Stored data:
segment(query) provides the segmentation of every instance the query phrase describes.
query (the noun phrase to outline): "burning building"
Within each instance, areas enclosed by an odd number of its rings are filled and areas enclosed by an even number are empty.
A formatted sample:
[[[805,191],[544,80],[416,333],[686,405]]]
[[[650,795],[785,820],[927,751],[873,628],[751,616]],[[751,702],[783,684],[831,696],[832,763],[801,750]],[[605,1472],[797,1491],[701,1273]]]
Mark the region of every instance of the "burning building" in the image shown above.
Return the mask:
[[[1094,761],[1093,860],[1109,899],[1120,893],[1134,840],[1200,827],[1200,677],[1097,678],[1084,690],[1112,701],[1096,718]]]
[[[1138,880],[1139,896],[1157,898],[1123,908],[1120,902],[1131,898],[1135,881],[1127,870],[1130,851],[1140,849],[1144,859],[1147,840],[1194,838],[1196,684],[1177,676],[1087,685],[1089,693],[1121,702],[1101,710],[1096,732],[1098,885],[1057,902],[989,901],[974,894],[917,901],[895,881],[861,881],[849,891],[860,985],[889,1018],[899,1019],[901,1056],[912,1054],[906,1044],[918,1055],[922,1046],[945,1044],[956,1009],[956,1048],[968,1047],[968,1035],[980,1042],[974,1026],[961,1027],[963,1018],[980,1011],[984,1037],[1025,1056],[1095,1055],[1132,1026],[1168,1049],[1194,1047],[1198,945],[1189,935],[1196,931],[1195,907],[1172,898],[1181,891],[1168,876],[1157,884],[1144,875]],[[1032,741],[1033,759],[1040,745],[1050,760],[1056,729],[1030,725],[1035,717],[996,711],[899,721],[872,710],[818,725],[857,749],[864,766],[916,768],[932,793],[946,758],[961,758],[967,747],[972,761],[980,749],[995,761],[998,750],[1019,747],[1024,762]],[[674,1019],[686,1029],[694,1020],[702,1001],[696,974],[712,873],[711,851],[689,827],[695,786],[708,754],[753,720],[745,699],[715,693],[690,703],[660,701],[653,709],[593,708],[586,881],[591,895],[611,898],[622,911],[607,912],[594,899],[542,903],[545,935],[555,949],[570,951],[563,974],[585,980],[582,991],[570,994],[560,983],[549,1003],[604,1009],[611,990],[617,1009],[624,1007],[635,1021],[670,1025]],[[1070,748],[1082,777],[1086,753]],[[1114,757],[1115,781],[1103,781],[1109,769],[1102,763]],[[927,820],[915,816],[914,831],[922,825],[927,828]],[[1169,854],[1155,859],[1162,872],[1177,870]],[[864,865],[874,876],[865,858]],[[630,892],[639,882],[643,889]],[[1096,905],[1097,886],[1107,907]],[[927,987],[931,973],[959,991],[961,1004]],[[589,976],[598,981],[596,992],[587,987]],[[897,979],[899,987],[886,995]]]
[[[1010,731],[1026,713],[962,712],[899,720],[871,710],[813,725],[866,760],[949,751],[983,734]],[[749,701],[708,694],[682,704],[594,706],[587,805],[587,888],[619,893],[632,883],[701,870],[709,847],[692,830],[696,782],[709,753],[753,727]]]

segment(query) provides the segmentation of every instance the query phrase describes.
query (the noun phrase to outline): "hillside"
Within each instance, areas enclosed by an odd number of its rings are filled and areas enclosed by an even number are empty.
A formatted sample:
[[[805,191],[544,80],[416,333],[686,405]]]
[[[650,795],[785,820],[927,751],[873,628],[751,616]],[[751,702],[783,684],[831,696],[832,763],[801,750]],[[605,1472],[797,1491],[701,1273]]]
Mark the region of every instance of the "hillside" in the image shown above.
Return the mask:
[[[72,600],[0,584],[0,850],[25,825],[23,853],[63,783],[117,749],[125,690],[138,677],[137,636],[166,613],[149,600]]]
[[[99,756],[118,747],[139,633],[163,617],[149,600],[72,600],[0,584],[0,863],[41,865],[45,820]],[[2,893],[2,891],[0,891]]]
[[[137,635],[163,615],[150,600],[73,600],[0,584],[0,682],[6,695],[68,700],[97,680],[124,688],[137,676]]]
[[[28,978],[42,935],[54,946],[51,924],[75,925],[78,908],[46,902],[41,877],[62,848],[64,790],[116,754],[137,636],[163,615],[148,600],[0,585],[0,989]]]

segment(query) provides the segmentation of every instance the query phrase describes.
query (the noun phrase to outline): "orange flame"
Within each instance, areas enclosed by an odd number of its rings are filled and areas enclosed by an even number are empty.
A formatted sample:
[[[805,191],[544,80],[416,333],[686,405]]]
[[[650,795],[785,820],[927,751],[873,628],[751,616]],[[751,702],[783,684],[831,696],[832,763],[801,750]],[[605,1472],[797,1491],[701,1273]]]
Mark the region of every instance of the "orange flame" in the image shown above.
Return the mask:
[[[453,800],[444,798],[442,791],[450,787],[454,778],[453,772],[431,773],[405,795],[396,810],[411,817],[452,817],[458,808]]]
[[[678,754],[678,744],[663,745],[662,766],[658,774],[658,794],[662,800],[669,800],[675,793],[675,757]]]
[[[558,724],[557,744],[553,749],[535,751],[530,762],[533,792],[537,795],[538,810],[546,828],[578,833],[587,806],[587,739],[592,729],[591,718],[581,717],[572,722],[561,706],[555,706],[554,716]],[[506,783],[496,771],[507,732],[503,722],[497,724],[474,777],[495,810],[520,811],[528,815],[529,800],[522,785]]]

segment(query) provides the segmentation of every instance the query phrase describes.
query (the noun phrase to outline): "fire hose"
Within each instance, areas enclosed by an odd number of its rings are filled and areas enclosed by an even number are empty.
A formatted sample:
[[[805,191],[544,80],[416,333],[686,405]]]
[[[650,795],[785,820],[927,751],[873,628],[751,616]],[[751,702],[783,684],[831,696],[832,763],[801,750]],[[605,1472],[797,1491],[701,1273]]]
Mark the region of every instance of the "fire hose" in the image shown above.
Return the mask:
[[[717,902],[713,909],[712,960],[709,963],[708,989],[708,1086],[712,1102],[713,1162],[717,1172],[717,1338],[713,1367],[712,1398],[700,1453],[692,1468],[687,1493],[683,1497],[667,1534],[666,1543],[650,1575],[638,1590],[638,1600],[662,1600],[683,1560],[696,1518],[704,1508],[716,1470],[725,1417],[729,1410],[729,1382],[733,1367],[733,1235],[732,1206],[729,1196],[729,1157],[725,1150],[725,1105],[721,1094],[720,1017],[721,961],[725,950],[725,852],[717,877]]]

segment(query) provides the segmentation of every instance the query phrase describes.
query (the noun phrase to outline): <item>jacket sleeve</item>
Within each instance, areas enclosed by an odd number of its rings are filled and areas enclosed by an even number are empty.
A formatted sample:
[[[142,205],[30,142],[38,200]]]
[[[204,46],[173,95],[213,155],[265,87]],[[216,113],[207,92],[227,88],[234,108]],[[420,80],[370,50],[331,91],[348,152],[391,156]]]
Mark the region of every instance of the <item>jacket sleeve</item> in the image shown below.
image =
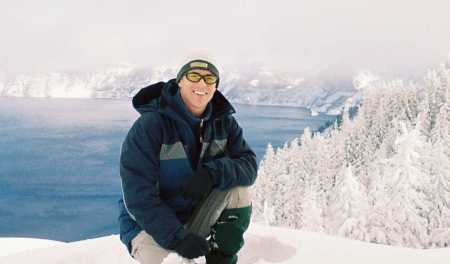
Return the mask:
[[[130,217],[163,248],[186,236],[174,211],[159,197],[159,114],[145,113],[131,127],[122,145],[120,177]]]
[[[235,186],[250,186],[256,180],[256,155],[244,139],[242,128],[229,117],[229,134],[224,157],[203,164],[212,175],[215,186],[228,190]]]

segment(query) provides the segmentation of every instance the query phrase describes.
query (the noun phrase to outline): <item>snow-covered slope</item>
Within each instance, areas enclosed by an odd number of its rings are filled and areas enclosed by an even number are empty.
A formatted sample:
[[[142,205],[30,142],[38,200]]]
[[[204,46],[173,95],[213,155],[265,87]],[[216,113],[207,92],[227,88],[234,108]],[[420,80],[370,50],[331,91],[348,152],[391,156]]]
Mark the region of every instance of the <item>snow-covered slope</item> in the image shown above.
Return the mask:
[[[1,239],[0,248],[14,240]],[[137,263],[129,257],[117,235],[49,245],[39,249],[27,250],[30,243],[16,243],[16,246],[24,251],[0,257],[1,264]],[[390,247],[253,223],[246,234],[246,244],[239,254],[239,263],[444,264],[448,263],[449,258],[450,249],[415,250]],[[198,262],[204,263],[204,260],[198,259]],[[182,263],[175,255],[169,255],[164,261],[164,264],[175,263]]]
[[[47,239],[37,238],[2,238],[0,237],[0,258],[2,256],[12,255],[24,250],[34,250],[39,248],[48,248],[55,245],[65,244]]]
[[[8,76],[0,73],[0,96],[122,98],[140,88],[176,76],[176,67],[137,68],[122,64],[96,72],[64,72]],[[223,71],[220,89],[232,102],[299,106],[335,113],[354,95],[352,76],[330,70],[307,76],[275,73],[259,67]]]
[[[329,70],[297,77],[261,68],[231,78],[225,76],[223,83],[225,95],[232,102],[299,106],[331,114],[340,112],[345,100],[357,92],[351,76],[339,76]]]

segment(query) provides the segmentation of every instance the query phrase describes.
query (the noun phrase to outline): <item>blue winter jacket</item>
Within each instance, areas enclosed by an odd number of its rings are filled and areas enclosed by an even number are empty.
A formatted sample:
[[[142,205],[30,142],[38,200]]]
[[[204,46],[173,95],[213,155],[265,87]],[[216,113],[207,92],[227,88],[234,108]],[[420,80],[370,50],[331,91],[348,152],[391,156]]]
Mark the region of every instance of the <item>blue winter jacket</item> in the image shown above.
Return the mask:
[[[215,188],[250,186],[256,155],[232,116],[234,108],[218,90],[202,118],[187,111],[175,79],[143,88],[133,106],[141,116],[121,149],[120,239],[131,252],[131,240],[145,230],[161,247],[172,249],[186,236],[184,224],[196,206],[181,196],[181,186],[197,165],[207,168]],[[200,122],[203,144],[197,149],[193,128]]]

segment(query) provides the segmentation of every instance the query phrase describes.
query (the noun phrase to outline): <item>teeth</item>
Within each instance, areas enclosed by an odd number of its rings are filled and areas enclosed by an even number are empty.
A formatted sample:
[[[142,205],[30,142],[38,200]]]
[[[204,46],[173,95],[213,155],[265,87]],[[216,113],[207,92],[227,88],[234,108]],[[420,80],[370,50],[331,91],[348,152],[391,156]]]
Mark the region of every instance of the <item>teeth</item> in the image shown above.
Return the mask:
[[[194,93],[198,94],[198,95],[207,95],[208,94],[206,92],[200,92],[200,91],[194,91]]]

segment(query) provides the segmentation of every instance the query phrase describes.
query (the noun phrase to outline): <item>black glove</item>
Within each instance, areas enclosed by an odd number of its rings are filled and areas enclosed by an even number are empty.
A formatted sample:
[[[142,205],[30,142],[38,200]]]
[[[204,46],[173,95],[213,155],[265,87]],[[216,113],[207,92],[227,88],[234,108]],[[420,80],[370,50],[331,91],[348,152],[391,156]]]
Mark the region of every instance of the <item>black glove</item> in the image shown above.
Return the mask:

## [Your goal]
All lines holding the word "fire" must be copied from the data.

## [Completed task]
query (the noun phrase to outline): "fire hose"
Mark the region of every instance of the "fire hose" in the image shown above.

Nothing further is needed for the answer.